MolecularDiffusion.modules.models.tabasco.callbacks.ema

Copyright (c) Meta Platforms, Inc. and affiliates.

Classes

EMA

Implements Exponential Moving Averaging (EMA).

EMAOptimizer

EMAOptimizer is a wrapper for torch.optim.Optimizer that computes Exponential Moving Average

Functions

ema_update(ema_model_tuple, current_model_tuple, decay)

update the EMA weights

run_ema_update_cpu(ema_model_tuple, ...[, pre_sync_stream])

update the EMA weights on the CPU

Module Contents

class MolecularDiffusion.modules.models.tabasco.callbacks.ema.EMA(decay: float, validate_original_weights: bool = False, every_n_steps: int = 1, cpu_offload: bool = False)

Bases: lightning.Callback

Implements Exponential Moving Averaging (EMA).

When training a model, this callback will maintain moving averages of the trained parameters. When evaluating, we use the moving averages copy of the trained parameters. When saving, we save an additional set of parameters with the prefix ema.

Parameters:
  • decay – The exponential decay used when calculating the moving average. Has to be between 0-1.

  • validate_original_weights – Validate the original weights, as apposed to the EMA weights.

  • every_n_steps – Apply EMA every N steps.

  • cpu_offload – Offload weights to CPU.

on_fit_start(trainer: lightning.pytorch.Trainer, pl_module: lightning.pytorch.LightningModule) None
on_load_checkpoint(trainer: lightning.pytorch.Trainer, pl_module: lightning.pytorch.LightningModule, checkpoint: Dict[str, Any]) None

load the checkpoint

TODO: fix: adapt from NeMo in ckpt callback

on_test_end(trainer: lightning.pytorch.Trainer, pl_module: lightning.pytorch.LightningModule) None

swap the model weights back to the original weights

on_test_start(trainer: lightning.pytorch.Trainer, pl_module: lightning.pytorch.LightningModule) None

swap the model weights to the EMA weights

on_validation_end(trainer: lightning.pytorch.Trainer, pl_module: lightning.pytorch.LightningModule) None

swap the model weights back to the original weights

on_validation_start(trainer: lightning.pytorch.Trainer, pl_module: lightning.pytorch.LightningModule) None

swap the model weights to the EMA weights

save_ema_model(trainer: lightning.pytorch.Trainer)

Saves an EMA copy of the model + EMA optimizer states for resume.

save_original_optimizer_state(trainer: lightning.pytorch.Trainer)
swap_model_weights(trainer: lightning.pytorch.Trainer, saving_ema_model: bool = False)

switch model weights

cpu_offload = False
decay
every_n_steps = 1
validate_original_weights = False
class MolecularDiffusion.modules.models.tabasco.callbacks.ema.EMAOptimizer(optimizer: torch.optim.Optimizer, device: torch.device, decay: float = 0.9999, every_n_steps: int = 1, current_step: int = 0)

Bases: torch.optim.Optimizer

EMAOptimizer is a wrapper for torch.optim.Optimizer that computes Exponential Moving Average of parameters registered in the optimizer.

Given exercise: Resume the EMA callback documentation above after its final sentence, carrying on the entry for the EMAOptimizer class. The items that follow are drawn from a different source than the EMA callback documentation above.

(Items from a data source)
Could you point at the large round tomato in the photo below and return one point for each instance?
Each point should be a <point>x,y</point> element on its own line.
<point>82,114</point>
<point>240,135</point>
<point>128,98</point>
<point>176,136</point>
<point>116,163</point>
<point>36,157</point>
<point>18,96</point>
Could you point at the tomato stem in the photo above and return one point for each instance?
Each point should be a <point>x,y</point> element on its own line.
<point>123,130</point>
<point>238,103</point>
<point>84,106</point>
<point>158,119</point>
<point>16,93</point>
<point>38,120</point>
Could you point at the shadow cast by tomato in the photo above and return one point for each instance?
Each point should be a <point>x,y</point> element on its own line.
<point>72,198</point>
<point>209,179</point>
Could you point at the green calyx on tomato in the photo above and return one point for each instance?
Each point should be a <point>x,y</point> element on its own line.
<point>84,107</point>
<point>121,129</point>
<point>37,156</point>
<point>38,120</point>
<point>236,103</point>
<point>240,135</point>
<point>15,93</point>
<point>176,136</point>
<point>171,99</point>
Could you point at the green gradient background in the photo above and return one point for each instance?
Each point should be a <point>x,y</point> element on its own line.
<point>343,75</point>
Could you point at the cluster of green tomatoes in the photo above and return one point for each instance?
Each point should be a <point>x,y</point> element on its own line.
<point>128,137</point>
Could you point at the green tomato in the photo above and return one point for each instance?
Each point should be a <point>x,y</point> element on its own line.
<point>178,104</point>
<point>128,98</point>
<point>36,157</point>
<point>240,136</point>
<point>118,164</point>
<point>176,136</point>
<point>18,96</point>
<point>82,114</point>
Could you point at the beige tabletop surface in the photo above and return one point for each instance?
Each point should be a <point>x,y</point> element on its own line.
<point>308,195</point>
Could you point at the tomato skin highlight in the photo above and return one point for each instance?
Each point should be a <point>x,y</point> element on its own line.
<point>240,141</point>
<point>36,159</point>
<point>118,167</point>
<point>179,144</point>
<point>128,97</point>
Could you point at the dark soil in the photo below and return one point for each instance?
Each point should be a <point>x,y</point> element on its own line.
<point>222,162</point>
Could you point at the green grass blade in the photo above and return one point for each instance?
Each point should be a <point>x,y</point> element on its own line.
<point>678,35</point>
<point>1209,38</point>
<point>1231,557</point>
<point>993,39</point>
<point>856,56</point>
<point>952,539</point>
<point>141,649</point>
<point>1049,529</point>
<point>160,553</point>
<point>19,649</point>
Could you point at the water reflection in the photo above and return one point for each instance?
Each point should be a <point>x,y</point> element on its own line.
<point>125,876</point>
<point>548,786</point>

The answer:
EMA parameters are automatically updated after every step of the optimizer with the following formula:

ema_weight = decay * ema_weight + (1 - decay) * training_weight

To access EMA parameters, use swap_ema_weights() context manager to perform a temporary in-place swap of regular parameters with EMA parameters.

Notes

  • EMAOptimizer is not compatible with APEX AMP O2.

Parameters:
Returns:

returns an instance of torch.optim.Optimizer that computes EMA of parameters

Example

model = Model().to(device) opt = torch.optim.Adam(model.parameters())

opt = EMAOptimizer(opt, device, 0.9999)

for epoch in range(epochs):

training_loop(model, opt)

regular_eval_accuracy = evaluate(model)

with opt.swap_ema_weights():

ema_eval_accuracy = evaluate(model)

add_param_group(param_group)
all_parameters() Iterable[torch.Tensor]
join()
load_state_dict(state_dict)
state_dict()
step(closure=None, grad_scaler=None, **kwargs)
swap_ema_weights(enabled: bool = True)

A context manager to in-place swap regular parameters with EMA parameters. It swaps back to the original regular parameters on context manager exit.

Parameters:

enabled (bool) – whether the swap should be performed

swap_tensors(tensor1, tensor2)

swap two tensors

switch_main_parameter_weights(saving_ema_model: bool = False)

switch the main parameter weights

update()

update the EMA weights depending on the device

current_step = 0
decay = 0.9999
device
ema_params = ()
every_n_steps = 1
first_iteration = True
in_saving_ema_model_context = False
optimizer
rebuild_ema_params = True
save_original_optimizer_state = False
stream = None
thread = None
MolecularDiffusion.modules.models.tabasco.callbacks.ema.ema_update(ema_model_tuple, current_model_tuple, decay)

update the EMA weights

MolecularDiffusion.modules.models.tabasco.callbacks.ema.run_ema_update_cpu(ema_model_tuple, current_model_tuple, decay, pre_sync_stream=None)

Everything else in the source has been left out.